Затем началась война с Россией. Чарторийский принял в ней участие, храбро сражался и получил боевой орден из рук короля. В эпопее 1794 года он, однако, не участвовал, по-видимому, по случайным причинам; но, может быть, и не всему сочувствовал в программе Тадеуша Костюшко. Знаменитый польский генерал, сын бедного шляхтича, бывший воспитанник Чарторийских был, конечно, для князя Адама слишком «левым»; а Поланецкий Универсал, которым Костюшко объявлял свободными людьми всех крестьян Речи Посполитой, мог в Голубом дворце вызвать и панику.
Социально-политические взгляды Чарторийского в ту пору уже определились на всю жизнь. Голицын утверждает, что в нем аристократическое чувство было «как-то непомерно и даже нелепо»: хотел «сочетовать республику с королевским званием». В этом сочетании для польского магната, собственно, не было ничего странного. Может быть, и в самом деле молодой Чарторийский мечтал о своей кандидатуре на польский престол, — в его положении честолюбивые юношеские мечты вообще могли не иметь предела. Во всяком случае, он никак этого не проявлял: по взглядам был умеренным конституционалистом, сторонником короля Станислава и пламенным патриотом. Добавлю, что это был и культурный, и добрый, и чрезвычайно порядочный человек.

——

ЗАДАНИЕ 1 -> Перечислите всех лиц, которые в исходном тексте о Чарторийском названы по имени или фамилии.
ЗАДАНИЕ 2 -> Продолжите исходный текст о Чарторийском с того места, на котором он заканчивается.
Приведенные далее записи взяты из другого источника.

Записи из коллекции:
——

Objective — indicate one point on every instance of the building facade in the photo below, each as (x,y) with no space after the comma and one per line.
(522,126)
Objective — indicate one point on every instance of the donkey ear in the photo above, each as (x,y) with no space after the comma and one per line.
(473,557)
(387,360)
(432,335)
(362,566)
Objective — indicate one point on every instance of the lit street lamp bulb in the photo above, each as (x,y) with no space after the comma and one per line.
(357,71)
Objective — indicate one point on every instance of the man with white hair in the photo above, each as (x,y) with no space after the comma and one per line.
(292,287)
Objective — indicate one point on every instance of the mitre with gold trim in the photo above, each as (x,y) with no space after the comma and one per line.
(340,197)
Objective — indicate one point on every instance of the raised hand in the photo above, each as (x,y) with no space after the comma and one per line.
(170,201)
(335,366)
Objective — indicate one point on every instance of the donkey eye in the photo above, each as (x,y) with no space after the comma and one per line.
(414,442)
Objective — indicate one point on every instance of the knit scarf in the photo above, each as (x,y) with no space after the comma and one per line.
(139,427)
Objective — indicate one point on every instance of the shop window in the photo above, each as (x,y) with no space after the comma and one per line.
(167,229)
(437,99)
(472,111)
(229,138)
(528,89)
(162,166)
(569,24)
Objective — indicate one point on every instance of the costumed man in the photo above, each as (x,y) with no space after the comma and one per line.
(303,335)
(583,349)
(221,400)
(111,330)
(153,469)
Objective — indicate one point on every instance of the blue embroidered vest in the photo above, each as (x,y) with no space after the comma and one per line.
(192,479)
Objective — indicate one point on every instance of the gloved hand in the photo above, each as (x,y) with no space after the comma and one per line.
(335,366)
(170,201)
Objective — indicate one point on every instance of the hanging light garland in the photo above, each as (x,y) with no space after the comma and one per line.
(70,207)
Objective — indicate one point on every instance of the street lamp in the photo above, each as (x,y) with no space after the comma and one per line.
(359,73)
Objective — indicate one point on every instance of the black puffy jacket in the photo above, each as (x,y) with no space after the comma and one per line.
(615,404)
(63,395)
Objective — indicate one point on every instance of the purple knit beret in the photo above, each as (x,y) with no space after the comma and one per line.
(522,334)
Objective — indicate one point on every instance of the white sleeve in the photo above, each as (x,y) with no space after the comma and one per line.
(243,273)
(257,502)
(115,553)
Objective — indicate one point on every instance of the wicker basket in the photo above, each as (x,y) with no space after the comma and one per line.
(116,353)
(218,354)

——

ПРАВИЛЬНЫЙ ОТВЕТ 1 -> Адам Чарторийский, Тадеуш Костюшко, Голицын, король Станислав.

ПРАВИЛЬНЫЙ ОТВЕТ 2 ->
После третьего раздела Польши большая часть имений, принадлежавших князьям Чарторийским, оказалась в России. «Фамилия» принимала участие в борьбе с русским правительством; на имения был наложен секвестр. Правда, кое-что (около четверти огромного состояния) осталось в Австрии, так что можно было прожить вполне безбедно. Но плутарховский стиль допускал порою и отступления. «Ходатайства австрийского двора за моего отца (т.е. о снятии секвестра) остались без результата. Екатерина не могла простить моим родителям их патриотизма и их причастности к восстанию Костюшки. «Пусть оба их сына, — заявила она, — явятся ко мне, и тогда мы посмотрим». На семейном совете решено было несколько поступиться римскими чувствами. «Это было, — вспоминает князь Адам, — в нашем положении самой тяжелой жертвой, которую мы считали себя обязанными принести родительской любви».
В декабре 1794 года молодые князья Чарторийские выехали из Вены в Петербург.